◆ **Provided text**
• • •

The captain of the hijacked aircraft, Arturo Reina, explained in an interview with Radio Caracas Televisión (RCTV) years later that the hijackers never confirmed what they were seeking. Although available recordings of negotiations between police forces and the hijackers do not indicate political motives, the men demanded weapons and money at the start of the discussions. The Spanish newspaper El País suggested the theory that the hijacking of the Aeropostal aircraft may have been intended to obtain funds and weapons for the Haitian opposition against dictator Jean-Claude Duvalier and linked Dominique Hilertant to political activism in Haiti, noting that: “In January 1983 (Hilertant) made statements in Santo Domingo in which he promised to fight against the Haitian regime. He then stated that he had recruited Dominican mercenaries.” One of those recruits was reportedly his accomplice Segundo Félix Castillo. The Spanish newspaper La Vanguardia also confirmed links between the hijackers and alleged plans to overthrow the dictator.

The hijackers met in a prison in the Dominican Republic and had shared the same boarding house in El Silencio, in Caracas, for several months. Hilertant was a former captain in the Haitian army who worked as a night porter at a hotel in Caracas and had been arrested in December 1982 for arms smuggling from the Dominican Republic in connection with a conspiracy against Duvalier. Segundo held multiple jobs, working as a welder in several countries.

== Rescue ==
Specialists from civilian and military units from the United States, originating from Fort Bragg, the base of the special operations unit Delta Force, arrived in Curaçao.

• • •

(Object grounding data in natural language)
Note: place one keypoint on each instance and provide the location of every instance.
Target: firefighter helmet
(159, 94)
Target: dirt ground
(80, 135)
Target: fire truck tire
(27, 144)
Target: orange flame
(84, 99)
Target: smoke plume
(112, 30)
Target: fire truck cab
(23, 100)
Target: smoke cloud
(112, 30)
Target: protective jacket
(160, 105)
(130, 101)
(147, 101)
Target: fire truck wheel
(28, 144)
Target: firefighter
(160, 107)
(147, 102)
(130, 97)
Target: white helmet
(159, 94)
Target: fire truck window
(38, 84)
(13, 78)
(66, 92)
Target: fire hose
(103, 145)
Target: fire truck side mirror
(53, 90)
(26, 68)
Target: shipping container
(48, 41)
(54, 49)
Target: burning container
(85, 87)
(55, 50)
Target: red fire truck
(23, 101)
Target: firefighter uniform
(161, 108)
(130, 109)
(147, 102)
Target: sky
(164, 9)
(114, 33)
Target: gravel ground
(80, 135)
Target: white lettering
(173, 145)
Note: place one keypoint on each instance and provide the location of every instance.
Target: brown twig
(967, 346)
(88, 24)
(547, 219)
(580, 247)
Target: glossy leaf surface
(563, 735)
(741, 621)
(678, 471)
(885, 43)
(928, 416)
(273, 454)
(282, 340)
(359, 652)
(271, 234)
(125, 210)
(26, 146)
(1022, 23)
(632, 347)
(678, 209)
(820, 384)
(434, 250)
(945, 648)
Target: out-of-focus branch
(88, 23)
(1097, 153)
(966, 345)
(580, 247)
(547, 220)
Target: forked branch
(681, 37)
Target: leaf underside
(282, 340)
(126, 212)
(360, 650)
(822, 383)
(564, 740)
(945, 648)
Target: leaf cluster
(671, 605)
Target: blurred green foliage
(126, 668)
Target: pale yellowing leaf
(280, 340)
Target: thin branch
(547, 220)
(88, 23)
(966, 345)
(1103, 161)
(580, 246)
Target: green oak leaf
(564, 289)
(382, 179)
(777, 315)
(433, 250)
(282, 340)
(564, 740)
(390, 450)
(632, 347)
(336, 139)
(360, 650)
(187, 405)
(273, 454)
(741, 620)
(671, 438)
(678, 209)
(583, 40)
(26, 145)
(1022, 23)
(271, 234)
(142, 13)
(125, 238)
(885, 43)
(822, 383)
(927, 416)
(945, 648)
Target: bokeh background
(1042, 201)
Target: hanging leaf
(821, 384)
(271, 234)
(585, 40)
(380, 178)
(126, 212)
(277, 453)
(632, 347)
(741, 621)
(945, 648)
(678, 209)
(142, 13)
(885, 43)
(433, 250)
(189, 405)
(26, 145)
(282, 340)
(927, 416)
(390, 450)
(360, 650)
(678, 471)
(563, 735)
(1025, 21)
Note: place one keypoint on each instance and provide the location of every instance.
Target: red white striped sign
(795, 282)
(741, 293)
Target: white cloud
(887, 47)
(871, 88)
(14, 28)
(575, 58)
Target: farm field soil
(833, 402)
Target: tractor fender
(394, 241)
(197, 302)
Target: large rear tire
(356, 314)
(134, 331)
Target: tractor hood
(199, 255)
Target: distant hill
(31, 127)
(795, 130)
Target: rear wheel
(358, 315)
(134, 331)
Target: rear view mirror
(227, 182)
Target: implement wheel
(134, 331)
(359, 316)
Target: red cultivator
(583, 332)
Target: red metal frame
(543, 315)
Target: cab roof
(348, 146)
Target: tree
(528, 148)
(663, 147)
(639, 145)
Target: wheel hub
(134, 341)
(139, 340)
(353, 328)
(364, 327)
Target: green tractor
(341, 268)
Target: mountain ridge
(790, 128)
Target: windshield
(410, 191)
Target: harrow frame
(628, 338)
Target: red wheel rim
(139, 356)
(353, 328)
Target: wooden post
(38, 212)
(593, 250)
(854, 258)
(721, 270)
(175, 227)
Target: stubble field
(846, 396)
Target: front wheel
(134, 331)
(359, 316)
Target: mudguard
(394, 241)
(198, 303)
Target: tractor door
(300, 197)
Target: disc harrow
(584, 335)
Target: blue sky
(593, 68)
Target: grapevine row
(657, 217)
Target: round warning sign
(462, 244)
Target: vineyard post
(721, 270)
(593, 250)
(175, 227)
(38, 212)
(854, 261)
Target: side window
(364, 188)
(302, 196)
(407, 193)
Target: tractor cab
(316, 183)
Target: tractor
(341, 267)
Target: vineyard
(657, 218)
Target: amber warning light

• • •

◆ **Exercise aim**
Please carry on the account of the Aeropostal hijacking from its last sentence, about the specialists arriving in Curaçao.

◆ **Reply**
Henry López Sisco, commissioner general of the DISIP, met with the group on at least five occasions. Each side had prepared plans, but the final decision was taken by the prime minister of the Netherlands Antilles. The hijackers threatened to blow up the aircraft if they did not receive the money and helicopter they had demanded. Two hours before the assault, a technician from the regional airline Air ALM secretly boarded the aircraft, deflated the nose wheel, and removed several fuses in order to prevent the aircraft from taking off. Denys Martínez spoke by telephone with her husband Hilertant and asked him to abandon the threat of blowing up the aircraft. Finally, at 1:50 a.m., a twelve-man Venezuelan commission carried out a coordinated operation with airport authorities, switching off the airport lights, approaching the aircraft from different directions, and firing at its wheels. According to passengers, Dominique Hilertant noticed that an assault had begun and started pouring gasoline inside the aircraft. The commandos stormed the plane using stun grenades and killed Segundo Félix; Hilertant attempted to ignite the aircraft as they entered but was shot by the agents. All three doors of the aircraft were opened almost simultaneously and the hostages were released. Several passengers were taken to St. Elizabeth Hospital for treatment of exhaustion and minor injuries. The Aeropostal flight later returned to Caracas and brought all passengers back the following day, although it had to fly at low altitude due to multiple bullet holes in the fuselage.

After the events, several Haitian migrants were arrested in Zulia but were released hours later. The pregnant wife of Hilertant was deported to Colombia.